***** Records provided
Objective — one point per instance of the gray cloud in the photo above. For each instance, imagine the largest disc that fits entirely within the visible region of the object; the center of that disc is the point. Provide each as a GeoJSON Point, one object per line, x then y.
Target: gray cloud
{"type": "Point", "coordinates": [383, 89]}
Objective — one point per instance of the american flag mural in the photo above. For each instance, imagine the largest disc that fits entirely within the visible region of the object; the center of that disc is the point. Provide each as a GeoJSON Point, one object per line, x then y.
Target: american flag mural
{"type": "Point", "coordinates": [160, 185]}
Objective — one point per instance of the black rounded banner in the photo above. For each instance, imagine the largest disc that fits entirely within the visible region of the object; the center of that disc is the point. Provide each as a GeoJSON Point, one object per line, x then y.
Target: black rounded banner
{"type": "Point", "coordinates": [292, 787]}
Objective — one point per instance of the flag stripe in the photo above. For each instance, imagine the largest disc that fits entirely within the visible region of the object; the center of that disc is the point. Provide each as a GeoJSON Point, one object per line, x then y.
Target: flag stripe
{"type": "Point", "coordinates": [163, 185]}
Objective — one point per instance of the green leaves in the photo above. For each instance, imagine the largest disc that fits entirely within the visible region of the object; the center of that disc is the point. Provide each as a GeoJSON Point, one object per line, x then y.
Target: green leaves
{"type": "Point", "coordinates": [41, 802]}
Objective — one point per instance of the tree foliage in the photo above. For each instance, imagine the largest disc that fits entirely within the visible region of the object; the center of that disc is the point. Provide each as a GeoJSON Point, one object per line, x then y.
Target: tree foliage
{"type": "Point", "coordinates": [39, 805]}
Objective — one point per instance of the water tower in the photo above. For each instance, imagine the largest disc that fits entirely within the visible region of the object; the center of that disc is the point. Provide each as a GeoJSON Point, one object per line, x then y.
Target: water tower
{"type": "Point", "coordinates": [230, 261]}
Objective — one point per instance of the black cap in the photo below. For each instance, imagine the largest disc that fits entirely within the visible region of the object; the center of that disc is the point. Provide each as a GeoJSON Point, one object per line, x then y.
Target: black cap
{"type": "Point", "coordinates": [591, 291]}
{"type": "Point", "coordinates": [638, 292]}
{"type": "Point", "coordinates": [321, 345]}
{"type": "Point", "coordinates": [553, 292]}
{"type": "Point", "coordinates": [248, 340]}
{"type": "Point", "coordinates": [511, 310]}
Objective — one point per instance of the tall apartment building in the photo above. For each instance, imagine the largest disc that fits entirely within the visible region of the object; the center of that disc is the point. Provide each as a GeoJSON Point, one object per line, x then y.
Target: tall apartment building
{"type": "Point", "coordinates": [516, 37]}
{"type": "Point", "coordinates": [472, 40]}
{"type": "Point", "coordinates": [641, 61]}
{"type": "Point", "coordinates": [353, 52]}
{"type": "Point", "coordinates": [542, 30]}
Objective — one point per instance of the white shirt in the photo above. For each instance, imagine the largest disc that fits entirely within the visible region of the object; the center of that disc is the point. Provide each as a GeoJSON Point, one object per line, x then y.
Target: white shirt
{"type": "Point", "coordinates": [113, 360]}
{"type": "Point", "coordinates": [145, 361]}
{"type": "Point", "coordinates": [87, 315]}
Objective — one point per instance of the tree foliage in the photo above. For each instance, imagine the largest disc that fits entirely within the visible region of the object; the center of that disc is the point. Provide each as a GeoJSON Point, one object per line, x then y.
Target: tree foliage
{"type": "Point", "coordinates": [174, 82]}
**********
Work to be completed: Nothing but the lines from the one with "Objective — one point per instance of the tall" through the last line should be repeated, each exactly as it stands.

Answer:
Objective — one point per instance of the tall apartment building in the photo above. For each instance, imagine the largest disc that fits entirely within the visible region of the object; the center of that disc is the point. Provide each as a GeoJSON Point, one object per line, x then y.
Target: tall apartment building
{"type": "Point", "coordinates": [516, 37]}
{"type": "Point", "coordinates": [472, 40]}
{"type": "Point", "coordinates": [641, 61]}
{"type": "Point", "coordinates": [353, 52]}
{"type": "Point", "coordinates": [542, 30]}
Objective — one point per instance of the white shirt in the photo above. For each instance, imagine the largest disc that fits entirely within the visible region of the object; the center of that disc is the point. Provide each as a GeoJSON Point, one object per line, x then y.
Target: white shirt
{"type": "Point", "coordinates": [113, 360]}
{"type": "Point", "coordinates": [145, 361]}
{"type": "Point", "coordinates": [87, 315]}
Objective — one point per instance of the tree foliage in the photo above. For each instance, imagine the largest disc that fits entirely within the visible region of the object; the center of that disc is the point. Provide each as a GeoJSON Point, one object per line, x then y.
Target: tree foliage
{"type": "Point", "coordinates": [174, 82]}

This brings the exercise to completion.